WHAT YOU SHOULD DO –
Rewrite the listing from its first line through the line containing "x=352 y=315", swapping "instance" for "occurrence" and leaving everything else unchanged.

◇ ◇ ◇ ◇

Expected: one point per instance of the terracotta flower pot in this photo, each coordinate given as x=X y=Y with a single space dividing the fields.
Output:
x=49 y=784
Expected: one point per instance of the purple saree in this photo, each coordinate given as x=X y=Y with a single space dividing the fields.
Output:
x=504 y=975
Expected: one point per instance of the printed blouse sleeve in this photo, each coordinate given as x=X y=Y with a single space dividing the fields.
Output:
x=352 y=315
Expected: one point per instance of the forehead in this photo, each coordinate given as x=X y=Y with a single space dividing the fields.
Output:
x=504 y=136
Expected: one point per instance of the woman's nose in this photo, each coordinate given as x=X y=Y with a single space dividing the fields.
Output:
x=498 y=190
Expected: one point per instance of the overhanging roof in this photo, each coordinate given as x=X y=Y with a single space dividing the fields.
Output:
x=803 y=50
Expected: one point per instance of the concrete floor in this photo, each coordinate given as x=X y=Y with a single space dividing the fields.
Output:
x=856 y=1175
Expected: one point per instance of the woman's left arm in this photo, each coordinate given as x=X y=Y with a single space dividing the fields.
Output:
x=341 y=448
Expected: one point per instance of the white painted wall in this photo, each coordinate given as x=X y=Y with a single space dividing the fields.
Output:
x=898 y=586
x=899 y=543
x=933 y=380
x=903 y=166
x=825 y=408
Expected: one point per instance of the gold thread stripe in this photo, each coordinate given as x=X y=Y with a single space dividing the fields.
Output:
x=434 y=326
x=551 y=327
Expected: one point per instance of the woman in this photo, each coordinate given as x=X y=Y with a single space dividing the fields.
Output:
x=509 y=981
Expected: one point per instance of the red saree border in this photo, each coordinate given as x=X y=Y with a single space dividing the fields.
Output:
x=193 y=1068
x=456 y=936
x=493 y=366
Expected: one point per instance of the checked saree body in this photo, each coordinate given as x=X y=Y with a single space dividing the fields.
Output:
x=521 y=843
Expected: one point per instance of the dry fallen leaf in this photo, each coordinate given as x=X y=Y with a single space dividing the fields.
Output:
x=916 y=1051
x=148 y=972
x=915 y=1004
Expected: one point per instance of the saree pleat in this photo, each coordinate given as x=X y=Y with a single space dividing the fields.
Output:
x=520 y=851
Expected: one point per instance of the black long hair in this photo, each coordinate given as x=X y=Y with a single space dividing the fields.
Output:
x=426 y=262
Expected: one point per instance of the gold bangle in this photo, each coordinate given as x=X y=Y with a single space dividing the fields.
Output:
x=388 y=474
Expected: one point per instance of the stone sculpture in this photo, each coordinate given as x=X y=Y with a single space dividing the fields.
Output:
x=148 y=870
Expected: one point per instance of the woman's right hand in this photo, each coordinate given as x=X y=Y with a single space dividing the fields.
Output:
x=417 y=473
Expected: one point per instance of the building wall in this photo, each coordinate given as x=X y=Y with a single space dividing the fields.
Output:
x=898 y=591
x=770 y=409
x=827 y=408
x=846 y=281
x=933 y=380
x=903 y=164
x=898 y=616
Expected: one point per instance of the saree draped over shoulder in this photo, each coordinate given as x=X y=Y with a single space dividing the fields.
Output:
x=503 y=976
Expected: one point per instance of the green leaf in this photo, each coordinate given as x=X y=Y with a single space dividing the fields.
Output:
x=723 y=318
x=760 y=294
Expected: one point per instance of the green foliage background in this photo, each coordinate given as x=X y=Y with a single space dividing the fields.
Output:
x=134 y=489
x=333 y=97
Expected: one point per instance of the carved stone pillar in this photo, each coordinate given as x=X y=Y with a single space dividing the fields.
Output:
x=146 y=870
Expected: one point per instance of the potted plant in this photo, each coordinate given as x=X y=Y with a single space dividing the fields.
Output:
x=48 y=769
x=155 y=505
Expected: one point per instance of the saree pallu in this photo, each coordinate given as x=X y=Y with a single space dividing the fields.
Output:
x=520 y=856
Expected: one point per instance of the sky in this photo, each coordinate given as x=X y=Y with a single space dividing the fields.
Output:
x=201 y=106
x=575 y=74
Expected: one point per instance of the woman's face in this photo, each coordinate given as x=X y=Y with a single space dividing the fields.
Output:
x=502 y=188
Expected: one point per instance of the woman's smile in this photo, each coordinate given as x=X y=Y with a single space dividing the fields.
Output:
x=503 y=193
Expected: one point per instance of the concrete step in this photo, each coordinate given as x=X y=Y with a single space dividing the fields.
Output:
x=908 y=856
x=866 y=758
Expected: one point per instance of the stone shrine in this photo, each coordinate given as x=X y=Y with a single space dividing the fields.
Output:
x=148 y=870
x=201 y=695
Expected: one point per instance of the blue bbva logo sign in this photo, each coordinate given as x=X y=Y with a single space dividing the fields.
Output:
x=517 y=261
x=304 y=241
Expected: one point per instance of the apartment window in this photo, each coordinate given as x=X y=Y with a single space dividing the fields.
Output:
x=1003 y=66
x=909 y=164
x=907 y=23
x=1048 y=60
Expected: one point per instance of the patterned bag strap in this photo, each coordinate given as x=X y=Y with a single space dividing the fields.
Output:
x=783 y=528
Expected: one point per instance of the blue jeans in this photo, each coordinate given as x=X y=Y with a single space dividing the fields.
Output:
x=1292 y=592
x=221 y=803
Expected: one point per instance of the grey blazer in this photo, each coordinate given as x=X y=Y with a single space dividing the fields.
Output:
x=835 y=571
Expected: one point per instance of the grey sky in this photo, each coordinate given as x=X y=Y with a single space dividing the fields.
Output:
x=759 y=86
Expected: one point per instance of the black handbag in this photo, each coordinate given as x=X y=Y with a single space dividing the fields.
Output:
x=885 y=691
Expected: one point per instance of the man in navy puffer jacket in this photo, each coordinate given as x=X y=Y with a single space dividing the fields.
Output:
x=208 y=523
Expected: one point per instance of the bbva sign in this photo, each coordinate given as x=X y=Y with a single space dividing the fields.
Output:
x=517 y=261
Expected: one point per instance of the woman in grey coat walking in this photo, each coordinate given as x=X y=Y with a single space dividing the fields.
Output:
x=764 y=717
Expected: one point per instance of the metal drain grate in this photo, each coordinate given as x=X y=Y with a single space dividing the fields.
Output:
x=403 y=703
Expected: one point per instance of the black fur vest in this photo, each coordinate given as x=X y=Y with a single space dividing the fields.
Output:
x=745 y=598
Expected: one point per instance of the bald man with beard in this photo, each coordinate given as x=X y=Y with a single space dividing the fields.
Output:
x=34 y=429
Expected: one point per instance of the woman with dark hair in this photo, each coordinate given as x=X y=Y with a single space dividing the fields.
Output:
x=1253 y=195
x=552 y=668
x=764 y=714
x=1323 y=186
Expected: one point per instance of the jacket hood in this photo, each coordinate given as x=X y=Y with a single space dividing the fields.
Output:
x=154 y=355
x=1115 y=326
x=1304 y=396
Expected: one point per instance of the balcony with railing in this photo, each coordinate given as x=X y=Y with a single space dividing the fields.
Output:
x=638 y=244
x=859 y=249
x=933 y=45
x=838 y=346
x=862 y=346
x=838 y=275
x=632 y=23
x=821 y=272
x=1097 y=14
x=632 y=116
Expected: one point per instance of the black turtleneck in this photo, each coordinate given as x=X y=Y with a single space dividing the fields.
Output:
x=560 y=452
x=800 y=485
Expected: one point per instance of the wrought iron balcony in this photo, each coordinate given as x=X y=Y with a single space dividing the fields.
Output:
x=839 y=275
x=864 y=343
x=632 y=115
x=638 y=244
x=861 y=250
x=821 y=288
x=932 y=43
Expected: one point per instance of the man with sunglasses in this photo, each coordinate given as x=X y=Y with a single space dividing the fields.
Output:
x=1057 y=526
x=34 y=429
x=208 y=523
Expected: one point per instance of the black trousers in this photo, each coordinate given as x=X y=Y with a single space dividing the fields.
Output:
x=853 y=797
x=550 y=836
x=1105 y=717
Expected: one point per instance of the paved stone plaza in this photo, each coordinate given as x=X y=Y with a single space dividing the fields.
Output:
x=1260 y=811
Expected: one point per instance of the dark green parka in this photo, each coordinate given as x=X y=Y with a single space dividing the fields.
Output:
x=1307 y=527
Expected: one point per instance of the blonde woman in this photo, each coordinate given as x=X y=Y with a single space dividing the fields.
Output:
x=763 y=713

◇ ◇ ◇ ◇

FINISHED EXERCISE –
Expected: one point per occurrence of the terracotta flower pot in this photo, each coordinate given as x=X y=Y with a single space dividing the fields.
Output:
x=49 y=784
Expected: one point per occurrence of the purple saree in this photo, each coordinate given as x=X y=Y with a single space dividing the fields.
Output:
x=504 y=975
Expected: one point per occurrence of the printed blouse sleeve in this photo, each coordinate given as x=X y=Y with a single space dividing the fields.
Output:
x=352 y=315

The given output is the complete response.